### [Exercises]
1. Retype the passage from the senior living article word for word, starting with "That is why" and going on through "me in March.".
2. Extend the senior living article, writing on from its final sentence.

### [Extract to read]
That is why the company is forging ahead with an “umbrella” model wherein Discovery Senior Living oversees different independent operating companies with regional footprints, and then leverages their strengths across the company.
While one could interpret that as buying into other companies to gain sophistication, Hutchinson believes it is different in one key way: There is no “addition by subtraction.”
“[There] will be a fair amount of skepticism given the track record of scaled operators in this industry, hence the need to do it in a different way than those of the past — one that emulates many of the best practices of other related industries, including investor/owner relations,” Hutchinson told me in March.
It is a model also followed by Aimbridge Hospitality, which Discovery backer Lee Equity invested in in 2013 and grew into the nation’s largest independent hotel management firm.
The bottom line for the rest of the industry is that longtime industry leaders such as Clark and Hutchinson see the need to scale differently, and are moving forward accordingly.
People, not properties
As he looks ahead, Clark believes that the quality of workers will mean the difference between operators that can effectively attract the boomers and those that struggle in the coming years.
Instead of seeking sophistication through scale, he believes that the industry would be much better served by seeking it through training and hiring workers from outside senior living. Both are easier said than done and require sizable investments.
On the hiring side, Clark believes that the hospitality sector represents a still-untapped hiring opportunity for the industry. In fact, he believes that many of the leaders already circulating in the senior living industry’s job market today are not well-suited for the job.

Stored items
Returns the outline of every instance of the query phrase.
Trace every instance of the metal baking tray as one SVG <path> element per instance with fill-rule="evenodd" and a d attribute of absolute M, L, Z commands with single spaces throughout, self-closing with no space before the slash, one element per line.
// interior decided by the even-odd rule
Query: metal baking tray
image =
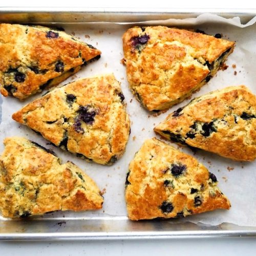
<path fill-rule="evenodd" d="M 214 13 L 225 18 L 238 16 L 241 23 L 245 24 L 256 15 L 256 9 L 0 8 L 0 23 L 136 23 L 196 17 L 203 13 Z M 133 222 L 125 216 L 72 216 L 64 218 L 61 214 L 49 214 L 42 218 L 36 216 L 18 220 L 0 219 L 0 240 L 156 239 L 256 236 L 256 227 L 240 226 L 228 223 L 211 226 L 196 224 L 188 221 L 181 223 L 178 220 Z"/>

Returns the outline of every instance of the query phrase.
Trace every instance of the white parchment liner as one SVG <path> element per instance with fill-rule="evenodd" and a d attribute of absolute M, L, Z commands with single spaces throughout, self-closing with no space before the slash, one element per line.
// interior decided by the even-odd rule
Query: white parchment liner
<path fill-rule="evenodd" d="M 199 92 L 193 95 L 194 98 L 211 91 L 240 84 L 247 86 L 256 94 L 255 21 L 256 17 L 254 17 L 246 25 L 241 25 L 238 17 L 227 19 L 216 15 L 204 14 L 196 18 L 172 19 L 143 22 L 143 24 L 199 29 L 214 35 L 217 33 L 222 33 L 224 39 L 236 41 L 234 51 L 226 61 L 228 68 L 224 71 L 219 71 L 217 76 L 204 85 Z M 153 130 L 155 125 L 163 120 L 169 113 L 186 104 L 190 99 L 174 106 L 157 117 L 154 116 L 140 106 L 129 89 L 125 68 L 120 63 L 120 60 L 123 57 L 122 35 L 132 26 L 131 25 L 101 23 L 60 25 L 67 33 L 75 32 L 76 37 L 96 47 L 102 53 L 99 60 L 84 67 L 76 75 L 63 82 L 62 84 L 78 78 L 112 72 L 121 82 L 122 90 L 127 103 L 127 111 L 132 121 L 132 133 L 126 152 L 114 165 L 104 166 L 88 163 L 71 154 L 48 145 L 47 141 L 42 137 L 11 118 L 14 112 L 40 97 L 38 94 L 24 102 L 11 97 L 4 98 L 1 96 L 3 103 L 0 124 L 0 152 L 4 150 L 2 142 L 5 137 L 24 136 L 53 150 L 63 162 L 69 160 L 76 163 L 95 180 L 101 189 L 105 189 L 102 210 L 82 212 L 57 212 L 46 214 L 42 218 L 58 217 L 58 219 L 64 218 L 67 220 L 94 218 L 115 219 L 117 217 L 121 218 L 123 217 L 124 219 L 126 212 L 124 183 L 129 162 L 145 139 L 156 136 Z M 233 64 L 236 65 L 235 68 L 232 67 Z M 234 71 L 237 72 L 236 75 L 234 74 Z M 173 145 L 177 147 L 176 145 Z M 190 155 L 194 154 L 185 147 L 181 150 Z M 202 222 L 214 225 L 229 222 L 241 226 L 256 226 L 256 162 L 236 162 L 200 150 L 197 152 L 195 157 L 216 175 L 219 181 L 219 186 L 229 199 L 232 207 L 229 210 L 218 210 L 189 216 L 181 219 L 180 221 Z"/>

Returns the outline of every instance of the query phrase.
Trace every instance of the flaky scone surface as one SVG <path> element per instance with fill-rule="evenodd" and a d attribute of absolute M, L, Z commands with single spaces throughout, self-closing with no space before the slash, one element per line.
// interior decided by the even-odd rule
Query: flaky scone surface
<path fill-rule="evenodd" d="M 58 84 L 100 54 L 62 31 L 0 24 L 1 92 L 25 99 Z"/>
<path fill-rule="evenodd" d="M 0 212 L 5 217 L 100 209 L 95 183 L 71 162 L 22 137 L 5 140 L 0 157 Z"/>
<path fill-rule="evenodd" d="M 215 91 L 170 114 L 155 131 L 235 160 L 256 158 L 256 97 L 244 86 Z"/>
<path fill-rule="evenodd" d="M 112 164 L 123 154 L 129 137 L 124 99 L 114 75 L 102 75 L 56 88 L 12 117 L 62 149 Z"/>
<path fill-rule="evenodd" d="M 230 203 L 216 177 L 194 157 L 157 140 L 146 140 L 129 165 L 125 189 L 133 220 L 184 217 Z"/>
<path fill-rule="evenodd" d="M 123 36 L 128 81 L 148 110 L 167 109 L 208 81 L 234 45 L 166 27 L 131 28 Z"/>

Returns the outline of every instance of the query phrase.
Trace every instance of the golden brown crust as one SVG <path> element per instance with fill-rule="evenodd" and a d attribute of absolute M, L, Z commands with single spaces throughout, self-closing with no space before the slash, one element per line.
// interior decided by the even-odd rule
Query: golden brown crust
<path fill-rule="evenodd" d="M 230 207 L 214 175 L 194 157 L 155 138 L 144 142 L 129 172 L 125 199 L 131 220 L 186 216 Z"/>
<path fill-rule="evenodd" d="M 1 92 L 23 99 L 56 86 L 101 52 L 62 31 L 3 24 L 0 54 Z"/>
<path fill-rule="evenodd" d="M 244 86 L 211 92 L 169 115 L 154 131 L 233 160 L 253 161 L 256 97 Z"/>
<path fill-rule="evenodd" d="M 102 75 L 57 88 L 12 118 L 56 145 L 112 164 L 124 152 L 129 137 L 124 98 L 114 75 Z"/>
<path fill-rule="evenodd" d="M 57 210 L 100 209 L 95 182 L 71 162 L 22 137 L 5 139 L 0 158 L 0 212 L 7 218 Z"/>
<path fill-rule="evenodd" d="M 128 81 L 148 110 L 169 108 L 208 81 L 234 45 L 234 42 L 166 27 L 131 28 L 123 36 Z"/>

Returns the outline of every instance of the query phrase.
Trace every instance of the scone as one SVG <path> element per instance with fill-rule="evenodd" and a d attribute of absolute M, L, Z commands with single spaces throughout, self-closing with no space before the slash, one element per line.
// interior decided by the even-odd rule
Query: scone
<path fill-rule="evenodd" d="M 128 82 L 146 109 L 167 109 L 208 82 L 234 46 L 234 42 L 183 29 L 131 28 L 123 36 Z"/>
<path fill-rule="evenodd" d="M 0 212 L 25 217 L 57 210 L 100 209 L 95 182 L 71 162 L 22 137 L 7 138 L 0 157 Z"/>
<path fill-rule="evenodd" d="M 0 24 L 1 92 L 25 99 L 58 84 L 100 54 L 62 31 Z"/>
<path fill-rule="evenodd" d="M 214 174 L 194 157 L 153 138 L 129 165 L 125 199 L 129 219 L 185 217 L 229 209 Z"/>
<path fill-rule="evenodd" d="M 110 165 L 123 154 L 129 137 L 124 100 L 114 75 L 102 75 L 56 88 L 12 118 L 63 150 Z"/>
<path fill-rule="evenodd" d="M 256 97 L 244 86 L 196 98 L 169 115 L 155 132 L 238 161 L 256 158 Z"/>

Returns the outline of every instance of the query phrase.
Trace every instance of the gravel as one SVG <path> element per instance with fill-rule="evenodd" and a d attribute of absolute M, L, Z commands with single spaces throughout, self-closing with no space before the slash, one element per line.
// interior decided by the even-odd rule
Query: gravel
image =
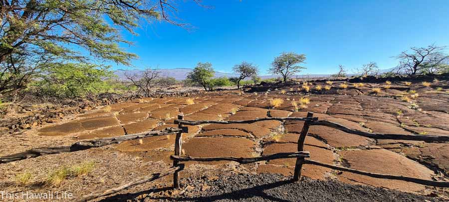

### [List of answers]
1.
That is why the company is forging ahead with an “umbrella” model wherein Discovery Senior Living oversees different independent operating companies with regional footprints, and then leverages their strengths across the company.
While one could interpret that as buying into other companies to gain sophistication, Hutchinson believes it is different in one key way: There is no “addition by subtraction.”
“[There] will be a fair amount of skepticism given the track record of scaled operators in this industry, hence the need to do it in a different way than those of the past — one that emulates many of the best practices of other related industries, including investor/owner relations,” Hutchinson told me in March.

2.
He mentioned a recent conversation he had with a leader at another large senior living company, where he learned general managers there earned an annual salary of about $110,000 to $120,000 — a rate that he sees as far too low to attract outside talented leaders who can drive results. Furthermore, the operator did not train them to the degree it should have, Clark said.
He also shared a story of a leader Aegis hired from another company, who said his previous employer offered almost no training and essentially “threw him the keys and said call me if you have a problem,” Clark said.
“I think that’s more common than not,” Clark added.
Clark is also wary that operators will rush into hiring whoever they can, given an ongoing hiring shortage; and then pay them according to their experience, “not their excellence.”
Many companies pay top-dollar for sites and communities that they believe will resonate with potential customers down the road, but they won’t invest the same amount of time and money into new employees. And that amounts to “broken thinking,” Clark said.
In particular, he worries about ownership companies with poor incentives for management companies, which does not capitalize or incentivize operators to make the investments in people that are really needed to drive value.
“What is the value proposition for people who have great management companies? It’s not a 6% management fee, it’s not 1% of the upside,” Clark said.
By contrast, Clark said Aegis will pay a salary of between $170,000 and $220,000 for a person leading an 80-unit community, with hefty bonuses of $100,000 or more for top managers. The company also trains leaders for 100 days on topics ranging from P&L sheets to how to improve margins.
“I can have a guy go into a building that’s 40 years old, doesn’t look great, is in a so-so neighborhood — and he can beat the socks off a person in a brand-new community,” Clark said. “Why is that? Because they are a great general manager.”
At the end of the day, senior living is a people-oriented business, and I agree with Clark’s point that operators with quality workers and leaders will drive the most value in the industry’s upcoming next chapter.